Repeat the whole listing below exactly as it reads.
___ Records for the exercise
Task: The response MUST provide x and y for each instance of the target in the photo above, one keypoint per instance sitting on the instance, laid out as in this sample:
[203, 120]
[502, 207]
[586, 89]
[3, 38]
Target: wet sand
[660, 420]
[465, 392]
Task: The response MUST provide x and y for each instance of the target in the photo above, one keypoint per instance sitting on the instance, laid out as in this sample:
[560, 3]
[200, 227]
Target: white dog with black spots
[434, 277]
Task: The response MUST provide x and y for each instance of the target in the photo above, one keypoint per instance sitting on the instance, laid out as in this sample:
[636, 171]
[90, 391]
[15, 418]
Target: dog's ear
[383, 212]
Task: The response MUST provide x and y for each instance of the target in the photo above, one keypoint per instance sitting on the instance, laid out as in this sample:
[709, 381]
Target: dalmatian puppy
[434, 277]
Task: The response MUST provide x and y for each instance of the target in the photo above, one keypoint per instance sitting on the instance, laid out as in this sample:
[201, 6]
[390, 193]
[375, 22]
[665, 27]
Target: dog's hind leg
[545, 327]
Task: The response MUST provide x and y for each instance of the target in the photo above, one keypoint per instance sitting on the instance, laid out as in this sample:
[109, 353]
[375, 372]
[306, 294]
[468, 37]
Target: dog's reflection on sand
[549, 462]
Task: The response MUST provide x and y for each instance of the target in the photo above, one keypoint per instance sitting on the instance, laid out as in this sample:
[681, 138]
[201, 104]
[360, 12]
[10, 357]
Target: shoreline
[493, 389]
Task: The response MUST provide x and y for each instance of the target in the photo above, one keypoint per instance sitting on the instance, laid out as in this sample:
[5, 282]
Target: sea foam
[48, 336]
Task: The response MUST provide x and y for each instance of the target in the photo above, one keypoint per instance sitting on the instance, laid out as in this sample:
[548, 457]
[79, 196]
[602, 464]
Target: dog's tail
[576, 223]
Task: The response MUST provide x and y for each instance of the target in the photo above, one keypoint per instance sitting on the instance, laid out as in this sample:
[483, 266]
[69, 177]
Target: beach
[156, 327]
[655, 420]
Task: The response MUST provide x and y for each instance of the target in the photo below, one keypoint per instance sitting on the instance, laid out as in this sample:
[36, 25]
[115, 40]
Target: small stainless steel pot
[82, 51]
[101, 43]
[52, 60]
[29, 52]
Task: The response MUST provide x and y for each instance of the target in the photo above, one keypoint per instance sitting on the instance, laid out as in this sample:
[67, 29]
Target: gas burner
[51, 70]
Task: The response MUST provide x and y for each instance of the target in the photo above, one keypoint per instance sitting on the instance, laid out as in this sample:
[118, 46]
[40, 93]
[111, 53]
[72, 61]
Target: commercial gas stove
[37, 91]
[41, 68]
______
Result of the exercise:
Task: The response MUST provide x and y for each instance of the target in the photo above, one keypoint per instance sitting on the instance, laid out as in this sample:
[203, 120]
[502, 207]
[586, 89]
[3, 38]
Target: wet sand
[660, 420]
[465, 392]
Task: The response MUST provide x and y for each instance of the target in the photo above, one keypoint per instance sitting on the instance, laid out as in this sample:
[560, 3]
[200, 227]
Target: white dog with black spots
[434, 277]
Task: The response MUST provide x and y for each instance of the target in the photo above, one keypoint per instance sitting on the instance, laid out as in this sample:
[636, 171]
[90, 391]
[15, 418]
Target: dog's ear
[383, 212]
Task: The response MUST provide x and y for each instance of the target in the photo above, one keypoint per instance sitting on the instance, laid out as in this sample:
[709, 381]
Target: dalmatian puppy
[434, 277]
Task: The response MUST provide x and y for each instance of the target in the photo above, one keypoint per instance sitting on the instance, laid out as in this sample:
[201, 6]
[390, 193]
[375, 22]
[665, 27]
Target: dog's hind leg
[545, 327]
Task: The response MUST provide x and y for each instance of the target in the photo above, one keypoint per instance sitting on the instance, laid out as in this sample:
[109, 353]
[375, 372]
[306, 294]
[468, 37]
Target: dog's reflection on sand
[549, 462]
Task: The response MUST provide x and y for each instance of the target in the photo above, one keypoint per instance sitting on the instance, laid out as in this sample:
[681, 138]
[201, 104]
[360, 12]
[10, 357]
Target: shoreline
[493, 389]
Task: The response MUST provide x and y for each instance of the target in the photo above, one keypoint per instance sitting on the instance, laid out as in this sample:
[5, 282]
Target: sea foam
[48, 336]
Task: The response MUST provide x and y for each instance of the target in the photo above, one keypoint per instance sitting on the instance, laid out as in this sample:
[548, 457]
[79, 196]
[602, 464]
Target: dog's tail
[576, 223]
Task: The response MUST provide x and y for each instance of the target in the photo above, one keypoint per instance sitting on the instance, laid out as in this sample:
[483, 266]
[69, 177]
Target: beach
[156, 327]
[655, 420]
Task: The response MUST provide x and y for each instance of the target in the photo below, one keypoint per instance sitting on the instance, laid out as in this sample:
[36, 25]
[115, 40]
Target: small stainless steel pot
[82, 51]
[101, 43]
[52, 60]
[29, 52]
Task: The response MUST provide x and y for each instance of the target in the photo above, one keypoint per instance sitting on the instance, laid out as in this sample:
[67, 29]
Target: gas burner
[51, 70]
Task: The response MUST provide x and y for each instance of the target in the photo above, one keypoint per instance sitting on the instance, laid out as in this sample:
[118, 46]
[40, 93]
[111, 53]
[72, 61]
Target: commercial gas stove
[37, 91]
[41, 68]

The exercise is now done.